▼▼▼

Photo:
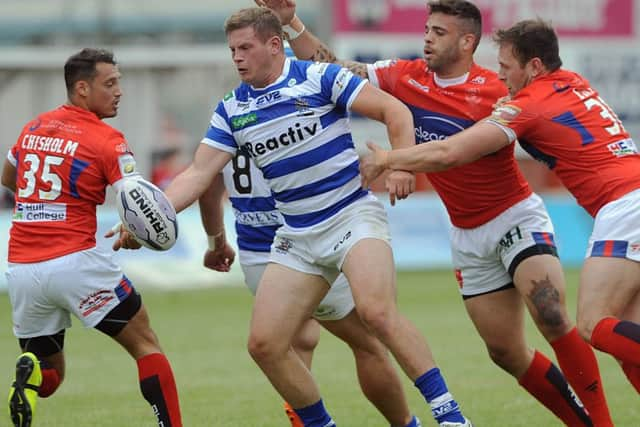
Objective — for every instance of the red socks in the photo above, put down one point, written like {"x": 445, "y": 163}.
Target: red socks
{"x": 546, "y": 383}
{"x": 580, "y": 367}
{"x": 50, "y": 381}
{"x": 619, "y": 338}
{"x": 159, "y": 389}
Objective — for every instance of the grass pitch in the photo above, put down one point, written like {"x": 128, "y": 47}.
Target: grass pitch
{"x": 204, "y": 335}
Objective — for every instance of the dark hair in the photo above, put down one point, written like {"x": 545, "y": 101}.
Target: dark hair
{"x": 532, "y": 38}
{"x": 263, "y": 20}
{"x": 466, "y": 11}
{"x": 82, "y": 65}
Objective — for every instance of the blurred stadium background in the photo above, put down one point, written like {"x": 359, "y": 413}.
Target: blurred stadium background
{"x": 176, "y": 66}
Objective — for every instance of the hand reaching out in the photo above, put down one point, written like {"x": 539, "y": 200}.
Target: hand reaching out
{"x": 372, "y": 164}
{"x": 284, "y": 9}
{"x": 400, "y": 184}
{"x": 125, "y": 239}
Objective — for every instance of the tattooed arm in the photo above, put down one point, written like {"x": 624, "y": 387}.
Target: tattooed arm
{"x": 304, "y": 44}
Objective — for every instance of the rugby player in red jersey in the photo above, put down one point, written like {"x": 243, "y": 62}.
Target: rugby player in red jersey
{"x": 59, "y": 170}
{"x": 562, "y": 121}
{"x": 502, "y": 242}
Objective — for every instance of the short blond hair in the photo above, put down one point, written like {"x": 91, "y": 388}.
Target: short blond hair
{"x": 264, "y": 22}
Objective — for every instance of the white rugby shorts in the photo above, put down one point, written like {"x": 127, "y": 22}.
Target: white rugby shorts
{"x": 336, "y": 305}
{"x": 616, "y": 230}
{"x": 322, "y": 248}
{"x": 86, "y": 283}
{"x": 482, "y": 255}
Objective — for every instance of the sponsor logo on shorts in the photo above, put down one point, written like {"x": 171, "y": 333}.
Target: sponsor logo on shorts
{"x": 127, "y": 165}
{"x": 40, "y": 212}
{"x": 95, "y": 301}
{"x": 283, "y": 245}
{"x": 509, "y": 239}
{"x": 344, "y": 239}
{"x": 459, "y": 278}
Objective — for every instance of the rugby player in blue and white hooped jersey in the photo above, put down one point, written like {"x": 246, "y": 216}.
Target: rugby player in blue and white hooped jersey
{"x": 291, "y": 118}
{"x": 256, "y": 223}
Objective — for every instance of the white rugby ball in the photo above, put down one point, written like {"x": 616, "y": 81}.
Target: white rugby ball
{"x": 147, "y": 213}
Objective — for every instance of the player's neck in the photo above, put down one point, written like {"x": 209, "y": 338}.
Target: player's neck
{"x": 450, "y": 81}
{"x": 454, "y": 70}
{"x": 274, "y": 74}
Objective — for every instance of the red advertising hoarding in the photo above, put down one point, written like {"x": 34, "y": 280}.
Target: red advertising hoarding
{"x": 572, "y": 18}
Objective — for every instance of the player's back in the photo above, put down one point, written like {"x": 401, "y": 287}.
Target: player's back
{"x": 64, "y": 160}
{"x": 473, "y": 193}
{"x": 562, "y": 121}
{"x": 254, "y": 208}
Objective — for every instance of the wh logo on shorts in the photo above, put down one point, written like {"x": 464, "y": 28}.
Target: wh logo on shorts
{"x": 344, "y": 239}
{"x": 283, "y": 245}
{"x": 509, "y": 239}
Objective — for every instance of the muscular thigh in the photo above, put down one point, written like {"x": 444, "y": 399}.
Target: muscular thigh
{"x": 285, "y": 298}
{"x": 611, "y": 273}
{"x": 337, "y": 304}
{"x": 486, "y": 257}
{"x": 498, "y": 318}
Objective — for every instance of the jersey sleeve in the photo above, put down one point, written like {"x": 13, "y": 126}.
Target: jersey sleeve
{"x": 117, "y": 158}
{"x": 219, "y": 134}
{"x": 340, "y": 85}
{"x": 386, "y": 73}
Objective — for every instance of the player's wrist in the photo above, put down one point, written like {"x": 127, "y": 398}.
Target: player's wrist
{"x": 293, "y": 29}
{"x": 383, "y": 158}
{"x": 216, "y": 241}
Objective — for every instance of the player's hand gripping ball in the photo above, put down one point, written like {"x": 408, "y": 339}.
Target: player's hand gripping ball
{"x": 147, "y": 214}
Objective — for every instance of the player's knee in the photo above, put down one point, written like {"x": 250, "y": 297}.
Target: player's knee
{"x": 504, "y": 356}
{"x": 553, "y": 321}
{"x": 585, "y": 325}
{"x": 305, "y": 342}
{"x": 264, "y": 348}
{"x": 380, "y": 319}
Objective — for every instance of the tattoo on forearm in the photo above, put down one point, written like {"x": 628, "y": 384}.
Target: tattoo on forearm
{"x": 546, "y": 298}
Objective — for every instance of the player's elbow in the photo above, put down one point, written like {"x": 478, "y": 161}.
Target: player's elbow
{"x": 445, "y": 157}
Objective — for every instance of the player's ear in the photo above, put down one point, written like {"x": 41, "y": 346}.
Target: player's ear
{"x": 468, "y": 42}
{"x": 82, "y": 87}
{"x": 275, "y": 45}
{"x": 536, "y": 67}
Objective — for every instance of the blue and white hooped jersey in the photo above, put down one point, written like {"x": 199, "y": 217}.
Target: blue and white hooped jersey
{"x": 297, "y": 132}
{"x": 257, "y": 218}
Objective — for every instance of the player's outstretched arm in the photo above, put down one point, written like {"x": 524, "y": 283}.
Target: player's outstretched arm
{"x": 9, "y": 175}
{"x": 464, "y": 147}
{"x": 304, "y": 44}
{"x": 220, "y": 254}
{"x": 375, "y": 104}
{"x": 191, "y": 183}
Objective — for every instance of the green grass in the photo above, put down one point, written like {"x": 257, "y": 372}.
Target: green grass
{"x": 204, "y": 333}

▲▲▲

→ **SHORT TASK**
Set down the records in full and exactly. Do not carry over any image.

→ **THE RESPONSE**
Photo:
Objective — for every instance of the red socks in the photo above, put down one point, written like {"x": 445, "y": 163}.
Target: red socks
{"x": 546, "y": 383}
{"x": 580, "y": 367}
{"x": 50, "y": 381}
{"x": 619, "y": 338}
{"x": 159, "y": 389}
Objective — for every instance of the grass pitch in the photo above, put down one point, written like {"x": 128, "y": 47}.
Target: grass pitch
{"x": 204, "y": 335}
Objective — for every instance of the dark hair in the photo above, put down one point, written like {"x": 545, "y": 101}.
Target: dark hair
{"x": 532, "y": 38}
{"x": 263, "y": 20}
{"x": 466, "y": 11}
{"x": 82, "y": 65}
Objective — for every instance of the blurred stadium background in the photo above, put down one point, written like {"x": 359, "y": 413}.
Target: blurred stadium background
{"x": 176, "y": 66}
Objective — for every instance of the hand reaching out in the photo above, put down one point, written like {"x": 539, "y": 200}.
Target: hand reaching out
{"x": 372, "y": 164}
{"x": 284, "y": 9}
{"x": 400, "y": 184}
{"x": 125, "y": 239}
Objective — for every instance of the tattooed arm in the photo above, put down one point, written like {"x": 624, "y": 387}.
Target: tattooed arm
{"x": 304, "y": 44}
Objective — for every instance of the rugby player in red jersey in the photo above, put down one point, written like {"x": 243, "y": 62}.
Target: rugby player in red jersey
{"x": 59, "y": 170}
{"x": 562, "y": 121}
{"x": 502, "y": 242}
Objective — for every instance of the short blond hair in the photo above, put down one point, written like {"x": 91, "y": 388}.
Target: short blond hair
{"x": 264, "y": 22}
Objective — for every instance of the white rugby shorts in the photo above, put down one point, written like {"x": 127, "y": 22}.
Target: white rugby shorts
{"x": 336, "y": 305}
{"x": 616, "y": 230}
{"x": 322, "y": 248}
{"x": 86, "y": 283}
{"x": 482, "y": 255}
Objective — for every instance of the sponsor logo on shorts in the photo above, put down one point, written like {"x": 171, "y": 333}.
Target: sponsor logo on shorts
{"x": 127, "y": 165}
{"x": 40, "y": 212}
{"x": 95, "y": 301}
{"x": 283, "y": 245}
{"x": 509, "y": 239}
{"x": 344, "y": 239}
{"x": 459, "y": 278}
Objective — for every instance of the rugby player in blue and white hooped jersey in the photo above, put down one point, written like {"x": 246, "y": 216}.
Target: rugby player in blue and white hooped jersey
{"x": 291, "y": 118}
{"x": 256, "y": 223}
Objective — for every instance of the white rugby ball in the photo above, put down one point, written like {"x": 616, "y": 81}.
Target: white rugby ball
{"x": 147, "y": 213}
Objective — for every instance of the player's neck in the photo above, put down one point, written like {"x": 209, "y": 338}.
Target: player's neck
{"x": 450, "y": 81}
{"x": 454, "y": 70}
{"x": 274, "y": 74}
Objective — for every instance of the red advertising hoarding in the photo above, put down one point, written like {"x": 34, "y": 280}.
Target: red advertising hoarding
{"x": 572, "y": 18}
Objective — for every instance of the player's back in the photo above, put down one point, written like {"x": 401, "y": 287}.
Target: player's back
{"x": 64, "y": 160}
{"x": 473, "y": 193}
{"x": 562, "y": 121}
{"x": 254, "y": 208}
Objective — for every instance of the wh logo on shorts in the photo above, put down one point, written like {"x": 464, "y": 28}.
Target: wh logo on shorts
{"x": 344, "y": 239}
{"x": 283, "y": 245}
{"x": 509, "y": 239}
Objective — for every instance of the muscular thigh in the photo above, put down one point, written like {"x": 444, "y": 399}.
Target: muscular thigh
{"x": 285, "y": 298}
{"x": 611, "y": 273}
{"x": 337, "y": 304}
{"x": 486, "y": 257}
{"x": 498, "y": 318}
Objective — for every instance of the jersey sleeve in the photo above, put down one point, written like {"x": 13, "y": 126}.
Target: jersey sleeve
{"x": 117, "y": 158}
{"x": 219, "y": 134}
{"x": 340, "y": 85}
{"x": 386, "y": 73}
Objective — for every instance of the player's wrist in the photo above, put down one point, written like {"x": 127, "y": 398}.
Target: player's wrist
{"x": 293, "y": 29}
{"x": 383, "y": 158}
{"x": 216, "y": 241}
Objective — for every instance of the player's hand gripping ball in the photo above, put down one point, written like {"x": 408, "y": 339}.
Target: player's hand gripping ball
{"x": 147, "y": 214}
Objective — for every instance of the player's knee in the photo above, put down one point, written like {"x": 250, "y": 297}.
Target: player's knee
{"x": 504, "y": 356}
{"x": 553, "y": 321}
{"x": 585, "y": 325}
{"x": 305, "y": 342}
{"x": 264, "y": 348}
{"x": 380, "y": 319}
Objective — for every instance of the tattoo on forearm in the photo above, put down one point, written like {"x": 628, "y": 384}.
Target: tattoo on forearm
{"x": 546, "y": 298}
Objective — for every instance of the player's elbow in the photo above, put down one point, written like {"x": 478, "y": 161}.
Target: player's elbow
{"x": 445, "y": 157}
Objective — for every instance of the player's ear in the photo above, put down one point, written like {"x": 41, "y": 346}.
Target: player's ear
{"x": 468, "y": 42}
{"x": 82, "y": 87}
{"x": 275, "y": 45}
{"x": 536, "y": 67}
Objective — for every instance of the blue and white hooped jersey in the photo above, put down one point, written like {"x": 199, "y": 217}.
Target: blue and white hooped jersey
{"x": 297, "y": 132}
{"x": 257, "y": 218}
Objective — for every instance of the player's outstretched arm in the photo above, put down one point, written like {"x": 524, "y": 283}.
Target: player's outstretched arm
{"x": 9, "y": 175}
{"x": 464, "y": 147}
{"x": 304, "y": 44}
{"x": 220, "y": 254}
{"x": 375, "y": 104}
{"x": 191, "y": 183}
Objective — for every instance of the green grass in the photo above, put down one point, written like {"x": 257, "y": 372}.
Target: green grass
{"x": 204, "y": 333}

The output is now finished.